WHAT THIS EXERCISE ASKS –
(1) In the accounting note, name every category listed beneath the heading "Earnings per share, basic and diluted".
(2) Rewrite a passage of the accounting note and switch "compensation expense" to "compensation cost" each time it occurs. Begin at the words "25 and related" and stop after "Accounting Policies (Continued)".

SELECTED EXCERPT –
## start
Grants of options under the Plan are accounted for following the APB Opinion No.
25 and related interpretations. Accordingly, no compensation expense has been
recognized under the Plan. Had compensation expense been recorded, based on fair
values of the awards at the grant date (the method prescribed in SFAS No. 123),
reported net income and earnings per share would have been reduced to the pro
forma amounts shown in the following table:
- 20 -
Note 1. Summary of Significant Accounting Policies (Continued)
2002 2001 2000
--------------------------------------
Net Income (in thousands, except per share amounts)
As reported $ 4,519 $ 16,372 $ 9,855
Pro forma 4,307 16,115 9,674
Earnings per share, basic and diluted
As reported, basic $ 1.20 $ 4.35 $ 2.62
As reported, diluted 1.20 4.34 2.61
Pro forma, basic 1.14 4.28 2.57
Pro forma, diluted 1.14 4.27 2.57
Earnings per share: Basic income (loss) per share is computed by dividing net
income (loss) by the weighted average number of common shares outstanding during
the year. Diluted income (loss) per share is computed by dividing the income
(loss) by the sum of the weighted average number of common shares outstanding
and potential dilutive common shares determined using the treasury stock method.
Because the Company reported a net loss from continuing operations in 2002, the
diluted income (loss) per share is the same as basic income (loss) per share
since including any potentially dilutive securities would be antidilutive to the
net loss per share from continuing operations. In 2001 and 2000, all options
were dilutive, except for the grants made in 2000. There were no adjustments to
net income (loss) in the computation of diluted earnings per share for any of
the years presented. The following tables show the computation of basic and
diluted earnings per share for 2002, 2001 and 2000:
2002 2001 2000
-------------------------------
Basic income (loss) per share (in thousands, except per share amounts)
## end
[Stored entries]
## start
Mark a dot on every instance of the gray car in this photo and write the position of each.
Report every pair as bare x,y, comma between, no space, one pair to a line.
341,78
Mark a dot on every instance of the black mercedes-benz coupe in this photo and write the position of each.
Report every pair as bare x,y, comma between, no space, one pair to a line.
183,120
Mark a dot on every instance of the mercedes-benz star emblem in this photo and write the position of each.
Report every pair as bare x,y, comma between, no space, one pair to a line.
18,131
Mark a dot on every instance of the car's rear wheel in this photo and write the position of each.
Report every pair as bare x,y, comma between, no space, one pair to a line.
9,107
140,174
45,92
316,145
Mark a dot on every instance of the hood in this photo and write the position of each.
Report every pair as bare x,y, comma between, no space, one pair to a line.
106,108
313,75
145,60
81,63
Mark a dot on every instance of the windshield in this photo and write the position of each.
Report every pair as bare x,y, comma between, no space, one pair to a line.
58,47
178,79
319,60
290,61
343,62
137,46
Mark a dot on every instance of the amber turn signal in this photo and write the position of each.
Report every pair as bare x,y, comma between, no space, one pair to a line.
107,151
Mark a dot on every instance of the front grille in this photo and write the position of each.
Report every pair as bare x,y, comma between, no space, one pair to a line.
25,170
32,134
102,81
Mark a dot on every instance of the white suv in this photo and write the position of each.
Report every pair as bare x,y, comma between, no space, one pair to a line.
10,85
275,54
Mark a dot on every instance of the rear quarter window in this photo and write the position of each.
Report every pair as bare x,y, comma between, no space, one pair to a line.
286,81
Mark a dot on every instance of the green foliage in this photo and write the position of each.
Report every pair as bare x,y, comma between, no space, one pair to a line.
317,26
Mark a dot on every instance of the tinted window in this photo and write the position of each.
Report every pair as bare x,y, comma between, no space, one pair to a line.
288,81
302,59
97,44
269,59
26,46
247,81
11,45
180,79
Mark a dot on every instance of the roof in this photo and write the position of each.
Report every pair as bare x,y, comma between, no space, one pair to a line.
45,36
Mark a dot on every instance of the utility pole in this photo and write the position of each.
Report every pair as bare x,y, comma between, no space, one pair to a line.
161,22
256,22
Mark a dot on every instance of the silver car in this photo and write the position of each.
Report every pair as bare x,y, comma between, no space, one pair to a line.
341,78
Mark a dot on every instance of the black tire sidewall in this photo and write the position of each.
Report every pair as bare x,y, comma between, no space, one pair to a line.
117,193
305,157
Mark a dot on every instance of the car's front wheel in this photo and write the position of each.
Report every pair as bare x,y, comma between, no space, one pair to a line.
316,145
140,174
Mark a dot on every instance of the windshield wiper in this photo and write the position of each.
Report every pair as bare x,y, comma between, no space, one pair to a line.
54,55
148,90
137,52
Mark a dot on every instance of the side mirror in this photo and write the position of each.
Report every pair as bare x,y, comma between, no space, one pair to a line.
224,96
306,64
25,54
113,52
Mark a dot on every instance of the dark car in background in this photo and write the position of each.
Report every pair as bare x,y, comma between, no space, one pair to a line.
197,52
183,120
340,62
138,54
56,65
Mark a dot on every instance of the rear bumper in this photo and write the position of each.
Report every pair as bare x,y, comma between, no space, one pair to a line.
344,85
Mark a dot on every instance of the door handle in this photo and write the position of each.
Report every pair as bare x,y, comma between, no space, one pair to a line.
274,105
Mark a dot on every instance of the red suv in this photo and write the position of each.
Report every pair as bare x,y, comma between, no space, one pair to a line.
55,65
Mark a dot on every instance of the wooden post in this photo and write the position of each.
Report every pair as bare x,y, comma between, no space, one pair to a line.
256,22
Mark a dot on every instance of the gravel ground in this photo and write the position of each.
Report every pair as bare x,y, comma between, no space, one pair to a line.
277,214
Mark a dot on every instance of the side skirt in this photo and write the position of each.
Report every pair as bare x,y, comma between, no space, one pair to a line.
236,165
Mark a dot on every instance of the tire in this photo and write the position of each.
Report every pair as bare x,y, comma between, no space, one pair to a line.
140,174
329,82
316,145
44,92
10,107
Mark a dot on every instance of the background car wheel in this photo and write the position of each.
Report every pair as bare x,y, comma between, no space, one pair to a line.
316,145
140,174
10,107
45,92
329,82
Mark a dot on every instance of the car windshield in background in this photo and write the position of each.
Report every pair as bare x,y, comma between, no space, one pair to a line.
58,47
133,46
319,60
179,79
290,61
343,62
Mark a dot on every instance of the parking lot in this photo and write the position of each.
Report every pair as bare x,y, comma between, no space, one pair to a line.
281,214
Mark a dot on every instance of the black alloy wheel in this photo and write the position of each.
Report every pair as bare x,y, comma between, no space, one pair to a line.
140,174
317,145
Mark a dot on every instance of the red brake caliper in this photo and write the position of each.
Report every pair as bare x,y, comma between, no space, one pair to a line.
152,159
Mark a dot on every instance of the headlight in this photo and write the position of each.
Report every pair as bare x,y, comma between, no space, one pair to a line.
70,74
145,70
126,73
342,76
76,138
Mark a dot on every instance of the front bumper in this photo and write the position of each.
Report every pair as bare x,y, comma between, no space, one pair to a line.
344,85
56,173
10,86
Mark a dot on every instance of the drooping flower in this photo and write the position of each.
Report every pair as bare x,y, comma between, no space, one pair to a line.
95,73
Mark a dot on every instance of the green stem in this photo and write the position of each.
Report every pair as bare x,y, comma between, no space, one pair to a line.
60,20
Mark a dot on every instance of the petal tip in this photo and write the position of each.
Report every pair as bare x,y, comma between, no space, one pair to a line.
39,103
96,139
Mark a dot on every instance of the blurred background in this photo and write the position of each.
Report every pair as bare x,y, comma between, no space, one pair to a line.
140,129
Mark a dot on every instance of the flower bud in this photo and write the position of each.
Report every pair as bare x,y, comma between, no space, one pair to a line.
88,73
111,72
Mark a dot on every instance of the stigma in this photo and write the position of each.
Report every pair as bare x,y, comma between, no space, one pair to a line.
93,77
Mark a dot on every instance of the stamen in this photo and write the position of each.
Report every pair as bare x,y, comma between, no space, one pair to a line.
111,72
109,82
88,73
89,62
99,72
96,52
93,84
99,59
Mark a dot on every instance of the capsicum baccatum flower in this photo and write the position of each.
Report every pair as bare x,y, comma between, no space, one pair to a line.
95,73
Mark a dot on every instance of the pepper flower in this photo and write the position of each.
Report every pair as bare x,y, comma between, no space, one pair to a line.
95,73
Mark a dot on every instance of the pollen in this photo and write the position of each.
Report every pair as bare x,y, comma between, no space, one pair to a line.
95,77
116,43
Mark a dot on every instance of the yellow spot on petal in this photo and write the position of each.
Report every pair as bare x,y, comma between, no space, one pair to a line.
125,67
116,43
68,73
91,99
## end
SOLVED TASKS –
(1)
- As reported, basic
- As reported, diluted
- Pro forma, basic
- Pro forma, diluted

(2)
25 and related interpretations. Accordingly, no compensation cost has been
recognized under the Plan. Had compensation cost been recorded, based on fair
values of the awards at the grant date (the method prescribed in SFAS No. 123),
reported net income and earnings per share would have been reduced to the pro
forma amounts shown in the following table:
- 20 -
Note 1. Summary of Significant Accounting Policies (Continued)